Brief:
Reproduce every entry in the listing without alteration.

[Dataset excerpt]
# # # # #
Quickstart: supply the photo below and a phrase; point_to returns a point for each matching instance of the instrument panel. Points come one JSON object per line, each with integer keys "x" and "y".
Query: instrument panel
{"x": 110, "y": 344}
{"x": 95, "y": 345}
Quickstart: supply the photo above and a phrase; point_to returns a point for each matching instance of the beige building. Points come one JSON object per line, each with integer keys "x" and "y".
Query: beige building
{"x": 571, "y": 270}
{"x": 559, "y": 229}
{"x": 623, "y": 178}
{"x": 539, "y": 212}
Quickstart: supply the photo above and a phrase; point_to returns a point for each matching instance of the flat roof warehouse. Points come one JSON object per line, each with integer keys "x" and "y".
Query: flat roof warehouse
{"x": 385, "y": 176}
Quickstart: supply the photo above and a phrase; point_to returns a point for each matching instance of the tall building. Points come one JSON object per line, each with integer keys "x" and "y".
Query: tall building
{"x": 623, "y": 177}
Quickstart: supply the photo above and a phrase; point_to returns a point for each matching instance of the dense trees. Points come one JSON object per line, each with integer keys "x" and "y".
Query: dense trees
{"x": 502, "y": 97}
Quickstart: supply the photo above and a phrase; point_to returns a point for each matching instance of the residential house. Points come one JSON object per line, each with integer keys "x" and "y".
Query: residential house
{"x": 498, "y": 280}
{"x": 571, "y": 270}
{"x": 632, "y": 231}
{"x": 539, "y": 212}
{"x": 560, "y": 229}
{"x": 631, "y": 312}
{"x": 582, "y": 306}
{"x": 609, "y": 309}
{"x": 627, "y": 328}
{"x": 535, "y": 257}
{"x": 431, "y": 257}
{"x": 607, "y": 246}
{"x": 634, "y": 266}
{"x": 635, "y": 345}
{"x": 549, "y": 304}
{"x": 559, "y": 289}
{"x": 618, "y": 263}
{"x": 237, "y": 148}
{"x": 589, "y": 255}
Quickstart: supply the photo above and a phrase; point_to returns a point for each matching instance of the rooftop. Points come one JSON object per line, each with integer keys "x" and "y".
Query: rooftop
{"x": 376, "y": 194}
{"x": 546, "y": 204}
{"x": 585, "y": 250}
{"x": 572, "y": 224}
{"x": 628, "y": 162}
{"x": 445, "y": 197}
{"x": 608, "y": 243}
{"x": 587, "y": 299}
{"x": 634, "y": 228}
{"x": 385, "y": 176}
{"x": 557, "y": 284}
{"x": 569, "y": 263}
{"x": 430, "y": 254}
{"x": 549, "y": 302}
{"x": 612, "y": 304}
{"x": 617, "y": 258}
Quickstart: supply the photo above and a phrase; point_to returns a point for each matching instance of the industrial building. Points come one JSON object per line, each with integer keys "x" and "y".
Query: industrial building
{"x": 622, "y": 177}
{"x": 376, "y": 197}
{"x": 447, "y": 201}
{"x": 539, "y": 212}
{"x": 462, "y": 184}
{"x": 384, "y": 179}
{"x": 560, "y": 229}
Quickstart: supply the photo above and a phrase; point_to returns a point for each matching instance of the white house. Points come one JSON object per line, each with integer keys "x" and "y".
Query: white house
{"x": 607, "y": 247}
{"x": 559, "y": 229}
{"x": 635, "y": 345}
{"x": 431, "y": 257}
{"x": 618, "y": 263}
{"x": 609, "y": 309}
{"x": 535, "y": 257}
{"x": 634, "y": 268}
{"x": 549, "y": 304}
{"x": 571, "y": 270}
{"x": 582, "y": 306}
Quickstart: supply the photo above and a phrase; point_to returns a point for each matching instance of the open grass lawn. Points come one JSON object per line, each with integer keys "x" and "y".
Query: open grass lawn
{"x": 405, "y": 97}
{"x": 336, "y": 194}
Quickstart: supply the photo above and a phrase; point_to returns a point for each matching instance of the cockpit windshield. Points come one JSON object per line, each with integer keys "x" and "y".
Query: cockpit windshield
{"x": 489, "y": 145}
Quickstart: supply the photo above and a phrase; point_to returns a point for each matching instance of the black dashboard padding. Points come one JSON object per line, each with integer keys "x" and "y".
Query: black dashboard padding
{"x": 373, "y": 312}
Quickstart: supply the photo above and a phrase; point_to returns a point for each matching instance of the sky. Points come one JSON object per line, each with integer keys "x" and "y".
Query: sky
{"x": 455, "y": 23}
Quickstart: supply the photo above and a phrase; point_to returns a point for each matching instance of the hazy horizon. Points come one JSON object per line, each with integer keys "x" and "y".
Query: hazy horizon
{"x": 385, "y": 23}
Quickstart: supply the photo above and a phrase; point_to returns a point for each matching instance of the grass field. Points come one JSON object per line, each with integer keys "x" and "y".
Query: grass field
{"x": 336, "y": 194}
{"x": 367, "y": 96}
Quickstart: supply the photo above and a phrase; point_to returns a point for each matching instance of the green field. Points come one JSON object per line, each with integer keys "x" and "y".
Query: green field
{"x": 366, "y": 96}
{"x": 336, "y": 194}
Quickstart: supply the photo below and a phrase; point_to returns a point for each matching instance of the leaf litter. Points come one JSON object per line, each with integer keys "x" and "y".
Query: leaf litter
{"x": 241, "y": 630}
# # # # #
Finished task:
Quickstart: supply the photo below and a phrase; point_to returns a point for each matching instance of the instrument panel. Points come one JSON object per line, each with integer keys "x" and "y".
Query: instrument panel
{"x": 110, "y": 344}
{"x": 95, "y": 345}
Quickstart: supply the photo above and a phrase; point_to returns a point for each matching instance of the beige building. Points come one JSON object per line, each with integer keys "x" and "y".
Query: beige building
{"x": 571, "y": 270}
{"x": 559, "y": 229}
{"x": 623, "y": 178}
{"x": 539, "y": 212}
Quickstart: supply the photo above and a phrase; point_to returns a point for each matching instance of the flat roof warehouse. Points come one JSON object per line, each with integer keys "x" and "y".
Query: flat roof warehouse
{"x": 385, "y": 176}
Quickstart: supply the photo above and a phrase; point_to returns a point for each matching instance of the tall building. Points come one JSON object per line, each with integer keys "x" and "y".
Query: tall building
{"x": 623, "y": 177}
Quickstart: supply the photo above and a phrase; point_to returns a point for each matching instance of the dense trees. Points come one JSON object per line, each with integer keys "x" and "y".
Query: dense trees
{"x": 502, "y": 97}
Quickstart: supply the photo above and a phrase; point_to returns a point for each matching instance of the residential house. Points come one JSON object per line, each with integer keys "x" and "y".
Query: residential house
{"x": 498, "y": 280}
{"x": 571, "y": 270}
{"x": 632, "y": 231}
{"x": 539, "y": 212}
{"x": 560, "y": 229}
{"x": 631, "y": 312}
{"x": 582, "y": 306}
{"x": 609, "y": 309}
{"x": 627, "y": 328}
{"x": 535, "y": 257}
{"x": 431, "y": 257}
{"x": 607, "y": 246}
{"x": 634, "y": 266}
{"x": 635, "y": 345}
{"x": 549, "y": 304}
{"x": 559, "y": 289}
{"x": 618, "y": 263}
{"x": 237, "y": 148}
{"x": 589, "y": 255}
Quickstart: supply the photo above and a phrase; point_to returns a point for each matching instance of the rooftop. Points come one JSON object per line, each with integer keys "x" and "y".
Query: rooftop
{"x": 376, "y": 194}
{"x": 546, "y": 204}
{"x": 585, "y": 250}
{"x": 572, "y": 224}
{"x": 628, "y": 162}
{"x": 445, "y": 197}
{"x": 608, "y": 243}
{"x": 587, "y": 299}
{"x": 634, "y": 228}
{"x": 385, "y": 176}
{"x": 557, "y": 284}
{"x": 569, "y": 263}
{"x": 430, "y": 254}
{"x": 549, "y": 302}
{"x": 612, "y": 304}
{"x": 617, "y": 258}
Quickstart: supply the photo above and a phrase; point_to returns a point for each matching instance of the industrial building. Points come one JSON object per line, each with integer keys "x" and "y".
Query: industrial building
{"x": 622, "y": 177}
{"x": 376, "y": 197}
{"x": 447, "y": 201}
{"x": 539, "y": 212}
{"x": 462, "y": 184}
{"x": 384, "y": 179}
{"x": 560, "y": 229}
Quickstart: supply the photo above and a phrase; point_to returns a point for each matching instance of the white house. Points come one JSON object per line, each with integer keys "x" and "y".
Query: white house
{"x": 607, "y": 247}
{"x": 559, "y": 229}
{"x": 635, "y": 345}
{"x": 431, "y": 257}
{"x": 618, "y": 263}
{"x": 609, "y": 309}
{"x": 535, "y": 257}
{"x": 634, "y": 268}
{"x": 549, "y": 304}
{"x": 571, "y": 270}
{"x": 582, "y": 306}
Quickstart: supply the photo above and a phrase; point_to returns a point for each matching instance of the open grass lawn. Points come one JSON object per line, each with integer keys "x" and "y".
Query: open grass lawn
{"x": 405, "y": 97}
{"x": 336, "y": 194}
Quickstart: supply the photo above and a phrase; point_to returns a point for each matching instance of the cockpit windshield. Points come one JSON object per line, each with integer keys "x" and "y".
Query: cockpit windshield
{"x": 489, "y": 145}
Quickstart: supply the photo above and a phrase; point_to returns a point for each matching instance of the black dashboard padding. Points come one JSON object per line, each with integer keys "x" and "y".
Query: black dashboard padding
{"x": 373, "y": 312}
Quickstart: supply the photo above and a phrase; point_to returns a point for each matching instance of the sky. Points come one JSON object per line, each with integer keys "x" and "y".
Query: sky
{"x": 455, "y": 23}
Quickstart: supply the photo above and a phrase; point_to returns a point for each matching instance of the hazy horizon. Points come one JSON object per line, each with integer keys "x" and "y".
Query: hazy horizon
{"x": 385, "y": 23}
Quickstart: supply the photo above and a phrase; point_to returns a point for each matching instance of the grass field. Points come one JSON object per line, each with integer keys "x" and "y".
Query: grass field
{"x": 336, "y": 194}
{"x": 367, "y": 96}
Quickstart: supply the photo above and a phrase; point_to returns a point for each matching instance of the green field. Points come one JSON object per line, each with integer keys "x" and "y".
Query: green field
{"x": 366, "y": 96}
{"x": 336, "y": 194}
Quickstart: supply the photo below and a phrase; point_to returns a point for each matching instance of the leaf litter. Points come one JSON object per line, each with integer keys "x" and "y".
Query: leaf litter
{"x": 241, "y": 630}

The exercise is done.